▸ TEXT PASSAGE:
·····

There's a chap called Tim Worstall who writes a blog and who seems pretty fixated on what I write.
The difficulty for Tim Worstall (who, I believe considers himself a libertarian right winger and so carries with him all the baggage that goes with those labels) is that he seem to have little understanding of the issues about which he comments, at least where I am involved.
1. I start my analysis using company accounts;
2. I recognise that there are flaws in company reporting which limit their usefulness for this purpose, and
3. I recognise that there are differences between accounting and taxable profits in the work that I do, but only a limited number of those differences can be identified and so adjusted for in the analysis I undertake.
As a result he declares that my work cannot form the basis for any credible policy recommendations.
So let me compare my approach with that Mike Devereux uses in his paper on tax incidence, which arguments Tim Worstall believes absolutely correct. Mike Devereux:
1. Starts his analysis using company accounts;
2. Does not explicitly recognise that there are flaws in company reporting which limit their usefulness for this purpose, and
3. Does not seek to adjust reported company data to allow for those necessary adjustments, such as excluding non tax allowable goodwill charges and adding back unpaid deferred taxation that will undoubtedly produce an estimate of the effective tax rate closer to that actually suffered than that declared on the face of the profit and loss account, which is he figure he uses.
Despite these flaws in the approach to the data he uses Mike Devereux does draw conclusions which others are using as the basis of policy recommendations, even if Mike is not. In fact, most academic tax papers on tax rates use the approach Mike Devereux uses.
Now, ask yourself. If you were going to suggest who was seeking greater objectivity who would you choose? The person who explicitly accepts the limitations in his data, and seeks to adjust for it, or the person who just ignores the issue? And which set of data is likely to produce the more objective result? I'm biased, of course, but I know my answer.
What's yours Tim Worstall, and why?
And what would you do better?

·····

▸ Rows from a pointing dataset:
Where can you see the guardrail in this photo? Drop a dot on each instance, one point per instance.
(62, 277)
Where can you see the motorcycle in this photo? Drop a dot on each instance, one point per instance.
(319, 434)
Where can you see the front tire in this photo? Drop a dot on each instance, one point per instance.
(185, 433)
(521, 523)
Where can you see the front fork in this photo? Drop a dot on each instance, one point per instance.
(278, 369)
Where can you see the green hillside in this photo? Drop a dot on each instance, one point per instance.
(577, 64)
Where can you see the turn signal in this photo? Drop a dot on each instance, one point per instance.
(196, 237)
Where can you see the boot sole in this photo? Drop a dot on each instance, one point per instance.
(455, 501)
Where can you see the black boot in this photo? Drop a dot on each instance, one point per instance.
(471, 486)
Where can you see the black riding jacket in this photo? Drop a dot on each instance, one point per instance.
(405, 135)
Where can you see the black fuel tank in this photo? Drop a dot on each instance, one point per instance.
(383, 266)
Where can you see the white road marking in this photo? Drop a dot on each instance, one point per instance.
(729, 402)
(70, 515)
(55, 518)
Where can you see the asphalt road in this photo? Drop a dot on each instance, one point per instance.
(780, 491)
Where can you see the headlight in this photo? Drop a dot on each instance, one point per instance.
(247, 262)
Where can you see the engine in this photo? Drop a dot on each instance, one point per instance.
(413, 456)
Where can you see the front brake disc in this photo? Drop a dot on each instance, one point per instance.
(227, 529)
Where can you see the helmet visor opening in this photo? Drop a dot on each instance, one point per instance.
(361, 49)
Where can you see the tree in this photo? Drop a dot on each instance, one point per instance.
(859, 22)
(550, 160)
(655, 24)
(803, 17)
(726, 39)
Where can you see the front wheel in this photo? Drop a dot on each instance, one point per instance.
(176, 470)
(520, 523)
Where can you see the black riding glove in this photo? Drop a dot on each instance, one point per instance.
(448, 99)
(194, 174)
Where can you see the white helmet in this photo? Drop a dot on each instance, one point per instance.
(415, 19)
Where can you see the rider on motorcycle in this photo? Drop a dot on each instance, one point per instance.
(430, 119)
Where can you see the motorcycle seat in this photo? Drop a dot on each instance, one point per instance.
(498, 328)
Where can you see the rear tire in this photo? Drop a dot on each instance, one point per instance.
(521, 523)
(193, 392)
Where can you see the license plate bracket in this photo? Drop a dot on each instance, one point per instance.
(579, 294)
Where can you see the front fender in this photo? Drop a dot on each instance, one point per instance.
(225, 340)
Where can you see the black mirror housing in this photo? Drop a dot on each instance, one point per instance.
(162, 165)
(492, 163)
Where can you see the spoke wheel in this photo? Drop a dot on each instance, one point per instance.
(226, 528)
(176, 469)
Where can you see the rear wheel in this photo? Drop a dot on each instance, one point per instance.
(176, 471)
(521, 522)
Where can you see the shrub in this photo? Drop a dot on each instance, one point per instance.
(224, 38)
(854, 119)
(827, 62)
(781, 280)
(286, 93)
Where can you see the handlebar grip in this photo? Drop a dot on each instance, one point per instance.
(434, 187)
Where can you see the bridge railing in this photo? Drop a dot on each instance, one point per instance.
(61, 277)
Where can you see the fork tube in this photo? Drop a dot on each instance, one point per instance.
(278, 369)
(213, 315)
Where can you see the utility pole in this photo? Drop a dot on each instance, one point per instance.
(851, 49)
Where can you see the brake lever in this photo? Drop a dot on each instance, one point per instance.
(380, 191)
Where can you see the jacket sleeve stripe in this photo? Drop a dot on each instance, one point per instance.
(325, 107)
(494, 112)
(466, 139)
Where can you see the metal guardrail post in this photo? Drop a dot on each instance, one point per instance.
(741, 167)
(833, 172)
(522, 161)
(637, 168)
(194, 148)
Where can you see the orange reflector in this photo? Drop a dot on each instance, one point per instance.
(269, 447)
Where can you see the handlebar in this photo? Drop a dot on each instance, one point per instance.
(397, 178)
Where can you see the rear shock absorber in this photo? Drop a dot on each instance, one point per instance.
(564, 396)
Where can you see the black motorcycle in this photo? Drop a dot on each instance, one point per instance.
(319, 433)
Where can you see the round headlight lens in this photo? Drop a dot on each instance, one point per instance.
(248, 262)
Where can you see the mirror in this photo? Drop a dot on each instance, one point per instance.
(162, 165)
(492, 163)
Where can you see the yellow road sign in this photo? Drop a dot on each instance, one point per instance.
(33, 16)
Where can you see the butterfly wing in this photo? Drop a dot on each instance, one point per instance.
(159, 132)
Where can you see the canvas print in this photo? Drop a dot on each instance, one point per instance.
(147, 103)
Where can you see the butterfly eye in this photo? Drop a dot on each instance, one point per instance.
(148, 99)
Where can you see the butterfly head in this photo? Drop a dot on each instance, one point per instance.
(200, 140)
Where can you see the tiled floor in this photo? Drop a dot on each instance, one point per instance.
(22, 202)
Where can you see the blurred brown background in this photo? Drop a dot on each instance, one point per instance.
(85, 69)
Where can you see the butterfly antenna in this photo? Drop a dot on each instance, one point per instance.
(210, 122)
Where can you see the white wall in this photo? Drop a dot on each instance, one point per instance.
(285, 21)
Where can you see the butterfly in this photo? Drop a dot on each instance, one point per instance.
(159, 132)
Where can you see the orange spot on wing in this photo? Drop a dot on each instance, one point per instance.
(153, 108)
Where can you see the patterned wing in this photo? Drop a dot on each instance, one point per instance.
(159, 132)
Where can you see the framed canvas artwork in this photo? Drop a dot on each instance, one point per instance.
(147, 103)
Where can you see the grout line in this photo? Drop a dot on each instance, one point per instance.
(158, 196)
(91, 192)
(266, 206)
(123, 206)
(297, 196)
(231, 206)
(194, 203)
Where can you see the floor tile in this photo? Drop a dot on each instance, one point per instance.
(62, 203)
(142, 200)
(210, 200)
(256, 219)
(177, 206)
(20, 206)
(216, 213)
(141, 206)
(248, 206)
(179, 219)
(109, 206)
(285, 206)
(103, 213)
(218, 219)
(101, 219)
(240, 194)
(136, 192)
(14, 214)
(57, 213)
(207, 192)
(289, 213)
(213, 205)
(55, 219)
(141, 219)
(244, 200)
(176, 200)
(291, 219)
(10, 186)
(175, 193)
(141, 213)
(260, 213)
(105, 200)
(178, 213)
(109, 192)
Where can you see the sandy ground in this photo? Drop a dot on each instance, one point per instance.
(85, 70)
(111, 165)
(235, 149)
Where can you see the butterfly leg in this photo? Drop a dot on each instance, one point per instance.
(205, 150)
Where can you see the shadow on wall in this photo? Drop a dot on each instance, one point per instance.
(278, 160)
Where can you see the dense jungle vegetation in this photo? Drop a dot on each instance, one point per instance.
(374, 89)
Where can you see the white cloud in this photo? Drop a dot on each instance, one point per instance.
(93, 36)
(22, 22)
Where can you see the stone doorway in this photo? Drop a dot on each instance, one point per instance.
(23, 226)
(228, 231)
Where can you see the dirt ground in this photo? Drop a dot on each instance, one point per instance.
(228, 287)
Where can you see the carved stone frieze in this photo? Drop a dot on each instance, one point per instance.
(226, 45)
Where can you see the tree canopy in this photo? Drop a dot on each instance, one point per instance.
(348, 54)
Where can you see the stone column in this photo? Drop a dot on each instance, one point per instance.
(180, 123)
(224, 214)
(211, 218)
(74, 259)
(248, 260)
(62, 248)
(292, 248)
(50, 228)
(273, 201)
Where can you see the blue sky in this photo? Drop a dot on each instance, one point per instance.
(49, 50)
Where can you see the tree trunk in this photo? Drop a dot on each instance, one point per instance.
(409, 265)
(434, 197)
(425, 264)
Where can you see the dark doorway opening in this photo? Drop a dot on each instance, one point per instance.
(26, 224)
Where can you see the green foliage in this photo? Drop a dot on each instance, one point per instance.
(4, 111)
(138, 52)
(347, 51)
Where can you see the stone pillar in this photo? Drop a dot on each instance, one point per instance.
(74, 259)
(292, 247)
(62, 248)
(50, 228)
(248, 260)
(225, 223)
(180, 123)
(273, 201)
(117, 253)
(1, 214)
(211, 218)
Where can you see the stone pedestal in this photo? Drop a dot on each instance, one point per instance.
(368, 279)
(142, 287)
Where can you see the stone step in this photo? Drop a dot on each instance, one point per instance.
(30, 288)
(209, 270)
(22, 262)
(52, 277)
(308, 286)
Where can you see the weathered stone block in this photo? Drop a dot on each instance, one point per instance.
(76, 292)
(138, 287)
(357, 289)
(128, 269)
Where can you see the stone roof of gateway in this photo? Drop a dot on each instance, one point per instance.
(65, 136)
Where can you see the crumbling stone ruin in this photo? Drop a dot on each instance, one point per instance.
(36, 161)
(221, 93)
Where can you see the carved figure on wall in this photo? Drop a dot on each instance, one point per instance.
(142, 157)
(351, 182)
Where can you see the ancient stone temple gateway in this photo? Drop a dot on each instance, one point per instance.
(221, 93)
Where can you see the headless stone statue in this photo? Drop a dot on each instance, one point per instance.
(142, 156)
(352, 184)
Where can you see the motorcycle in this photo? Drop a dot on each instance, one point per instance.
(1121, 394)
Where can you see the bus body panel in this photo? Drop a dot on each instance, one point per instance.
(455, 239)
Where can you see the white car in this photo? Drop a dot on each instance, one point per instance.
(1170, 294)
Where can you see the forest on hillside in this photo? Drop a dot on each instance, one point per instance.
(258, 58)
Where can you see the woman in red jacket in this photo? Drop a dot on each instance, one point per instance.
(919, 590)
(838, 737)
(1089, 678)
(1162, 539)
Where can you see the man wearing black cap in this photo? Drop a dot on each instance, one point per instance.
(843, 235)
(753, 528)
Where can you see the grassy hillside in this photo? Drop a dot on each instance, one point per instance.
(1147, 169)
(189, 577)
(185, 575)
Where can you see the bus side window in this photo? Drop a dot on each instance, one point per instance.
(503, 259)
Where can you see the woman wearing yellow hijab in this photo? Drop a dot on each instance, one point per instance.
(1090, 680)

·····

▸ WHAT YOU WILL DO:
Answer these questions about the blog post above:
(a) What does the post say Tim Worstall declares about the author's work?
(b) Which two adjustments does the post give as examples of ones Mike Devereux does not make to reported company data?
(c) According to the post, what approach do most academic tax papers on tax rates use?

▸ SOLUTION TO THE EXERCISE:
(a) That it cannot form the basis for any credible policy recommendations.
(b) Excluding non tax allowable goodwill charges and adding back unpaid deferred taxation.
(c) The approach Mike Devereux uses.